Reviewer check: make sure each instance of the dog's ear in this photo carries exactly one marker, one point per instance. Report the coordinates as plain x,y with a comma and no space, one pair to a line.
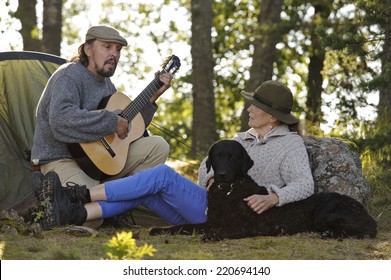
247,162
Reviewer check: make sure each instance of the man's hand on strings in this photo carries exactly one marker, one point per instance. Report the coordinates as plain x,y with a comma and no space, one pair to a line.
166,79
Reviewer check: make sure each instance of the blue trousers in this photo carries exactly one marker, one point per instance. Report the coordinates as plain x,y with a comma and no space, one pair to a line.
161,189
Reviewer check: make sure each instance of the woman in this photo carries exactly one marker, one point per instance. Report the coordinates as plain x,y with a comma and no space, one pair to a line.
280,164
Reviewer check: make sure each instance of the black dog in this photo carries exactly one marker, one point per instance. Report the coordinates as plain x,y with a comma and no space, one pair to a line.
331,214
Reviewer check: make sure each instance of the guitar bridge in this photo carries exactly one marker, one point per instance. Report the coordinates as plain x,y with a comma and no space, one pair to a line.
107,147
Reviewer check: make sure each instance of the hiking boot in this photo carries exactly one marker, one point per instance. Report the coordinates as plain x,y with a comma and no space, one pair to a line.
58,209
36,178
76,193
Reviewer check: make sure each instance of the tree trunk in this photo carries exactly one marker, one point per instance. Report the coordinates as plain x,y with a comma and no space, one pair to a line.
52,23
315,78
264,49
26,13
384,107
204,119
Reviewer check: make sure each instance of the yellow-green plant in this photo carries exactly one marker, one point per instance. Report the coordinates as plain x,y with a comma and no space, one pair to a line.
123,247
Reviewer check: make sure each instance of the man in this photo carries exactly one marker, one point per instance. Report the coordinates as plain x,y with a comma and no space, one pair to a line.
67,111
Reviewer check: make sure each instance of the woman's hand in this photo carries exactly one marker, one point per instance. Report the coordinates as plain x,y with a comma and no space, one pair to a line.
260,203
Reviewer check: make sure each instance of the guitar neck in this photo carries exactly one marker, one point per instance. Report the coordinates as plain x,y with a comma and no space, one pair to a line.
143,98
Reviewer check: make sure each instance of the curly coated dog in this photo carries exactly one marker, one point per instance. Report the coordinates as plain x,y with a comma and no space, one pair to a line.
331,214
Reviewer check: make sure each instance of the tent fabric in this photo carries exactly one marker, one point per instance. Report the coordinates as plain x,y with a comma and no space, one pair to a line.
23,77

------------------------------------------------

◆ Task directions
Wherever a picture appears, omit it; copy the rest of the data exactly.

◆ Exercise answer
Reviewer check: make sure each instance of the dog's ear in this photo carries exactly one marker, one point per instance. Report the coordinates as plain x,y with a comma and no space, one pair to a line.
247,162
Reviewer check: make sure each instance of the man's hand on strings in this photo carries exactly one marker, one point per instance. Report the coordinates as plain x,y with a comma and no space, one pair to a line.
166,79
Reviewer check: make sure each instance of the blue trousers in this photo carries exactly one marker, one point per instance. Report the coordinates as plain x,y with a comma and no space, one pair to a line.
161,189
Reviewer check: make sure each instance of the woman in this photo carries exactly one marker, one point per instance. Report the coordinates as plain x,y with a comma and no space, one pair to a line.
280,164
Reviewer check: make sure each instance of the black dog in this photo carries exactly one marker, one point per instance. Report the coordinates as plain x,y with a comma and no space, one pair to a line.
331,214
Reviewer check: make sure each instance of the guitar bridge in this photo carries exactly one marker, one point per instance. Report the coordinates as plain x,y with a comma and no space, one pair to a line.
107,147
Reviewer check: make sure each instance of the hiking boot in this photo carries exactly one marker, one point per instance. Report the coordinates as plain x,y with a comma and no space, one pair to a line.
58,209
36,178
76,193
Reviewer check: make sure each instance of the tree trunk in this photo carries exactly one marker, one point per instance. Report the coordinates as plain x,y with a comma and no space, one pair to a line.
52,23
315,78
264,49
26,13
384,107
204,119
Reviewer check: make sure each instance of the yellow-green plant in this photo carries exactly one marker, one point per instance. Report the coordinates as plain x,y with a comma and no space, one pair to a line.
123,247
Reviewer check: make sure each instance of the man in this photo carries exactly one marker, one point per instance. Report the coordinates as plain x,y with a comma and no space, one pair to a line.
67,111
Reviewer check: make sure each instance of the woman's hand in this photo carries exactly one marker, one point per instance. Report the coordinates as plain x,y with a comma and no space, one pair to a line.
260,203
Reviewer check: make sure each instance of the guitar neck in this photo carries exactly one marker, one point per instance. Report the coordinates as plain x,y with a comma and no space, one pair to a line.
143,98
Reviewer check: make sure each instance of the curly coated dog in this photo carries exactly one marker, one point per instance. Report the coordinates as plain x,y with a comma and no space, one pair to a line.
331,214
Reviewer check: make sure each instance of the tent fabric in this photo carries exactly one marker, one point per instance. Report the coordinates as plain x,y with a comma and no space, one pair to a line.
23,77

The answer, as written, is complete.